● TASK LIST
**A.** According to the article on the Theranos verdict, in what year was Theranos founded?
**B.** Please pick up the article on the Theranos verdict after its final sentence and keep writing it.

Fallen Silicon Valley darling defrauded investors, says jury

Elizabeth Holmes, founder of US health-tech firm Theranos, has been found guilty of defrauding investors after a California jury found she had lied about her company's technology.

Holmes, 37, reportedly showed little emotion when the verdicts were read out. The jury found her not guilty of four charges of defrauding the public, though this was cold comfort when set against the other seven charges of defrauding investors and wire fraud. She has denied the charges.

The trial has had significant impact in California's Silicon Valley, where Holmes' company Theranos had been held up as a multibillion-dollar example of tech changing the world for good. Founded in 2003 by Holmes, Theranos advertised itself as a medical company whose technology could detect diseases using a finger-prick blood test.

In fact the company was one of Silicon Valley's more notorious products: a scam. Theranos's Edison testing machines (an in-house design unconnected to the famous lightbulb company) produced results that were inconclusive at best. Nonetheless, a startup founded by Holmes, who wore Steve Jobs-style black turtlenecks, was a convincing enough story for investors and US business media alike, until a 2015 exposé by the Wall Street Journal newspaper.

During Holmes's trial, evidence emerged suggesting that Theranos's demonstrations to would-be corporate partners were rigged to cover up bad results, while Holmes herself admitted to falsely plastering sales presentations in pharma company logos to suggest a link between Theranos and established market players.

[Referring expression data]
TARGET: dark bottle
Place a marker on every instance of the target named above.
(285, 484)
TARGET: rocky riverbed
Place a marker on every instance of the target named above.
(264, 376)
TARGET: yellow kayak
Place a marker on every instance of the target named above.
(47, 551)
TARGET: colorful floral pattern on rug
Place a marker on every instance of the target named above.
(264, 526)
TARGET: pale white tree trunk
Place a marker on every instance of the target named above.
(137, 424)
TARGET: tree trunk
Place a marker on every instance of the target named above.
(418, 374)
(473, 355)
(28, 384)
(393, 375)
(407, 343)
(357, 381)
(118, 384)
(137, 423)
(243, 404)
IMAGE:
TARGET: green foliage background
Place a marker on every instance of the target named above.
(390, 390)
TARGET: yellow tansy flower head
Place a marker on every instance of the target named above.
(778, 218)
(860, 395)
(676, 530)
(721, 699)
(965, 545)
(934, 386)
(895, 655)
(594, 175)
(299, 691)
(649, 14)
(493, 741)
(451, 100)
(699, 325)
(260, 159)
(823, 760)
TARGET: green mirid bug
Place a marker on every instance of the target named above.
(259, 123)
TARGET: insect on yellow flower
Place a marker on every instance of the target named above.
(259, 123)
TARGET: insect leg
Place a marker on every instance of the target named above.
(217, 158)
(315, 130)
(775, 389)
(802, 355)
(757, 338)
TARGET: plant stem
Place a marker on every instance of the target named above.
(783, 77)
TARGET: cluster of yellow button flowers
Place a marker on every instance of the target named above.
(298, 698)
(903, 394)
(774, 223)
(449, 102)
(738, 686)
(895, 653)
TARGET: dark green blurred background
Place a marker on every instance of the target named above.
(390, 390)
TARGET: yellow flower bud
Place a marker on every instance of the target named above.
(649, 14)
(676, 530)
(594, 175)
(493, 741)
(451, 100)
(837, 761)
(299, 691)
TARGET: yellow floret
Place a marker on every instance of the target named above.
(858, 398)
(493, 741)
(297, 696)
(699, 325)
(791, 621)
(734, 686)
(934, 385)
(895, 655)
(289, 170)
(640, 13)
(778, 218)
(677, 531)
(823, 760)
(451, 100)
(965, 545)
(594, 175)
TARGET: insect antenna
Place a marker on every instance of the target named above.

● ANSWER SECTION
**A.** 2003

**B.**
While Pfizer and Schering-Plough had written due diligence reports on Theranos, the company used their logos to suggest its blood-testing machines were better than they really were.

In her defence Holmes claimed her boyfriend-cum-COO had abused her during their relationship, also arguing that the worst thing she did was lead a company that failed, rather than deliberately deceiving anyone. Theranos itself was wound up in 2018 after the US Department of Justice began pursuing its CEO and COO.*

Meanwhile, a vital SQL database that held what prosecutors described as incriminating evidence of fraud was deleted. Named the Laboratory Information System, the database contained details of Theranos's test accuracy and failure rates.

Holmes faces a maximum of 20 years in prison when she is sentenced. At the moment she is reported to be awaiting a sentencing hearing later this year while on unconditional bail. ®

Bootnote

*Ex-Theranos COO Ramesh "Sunny" Balwani, 56, is due to stand trial next month.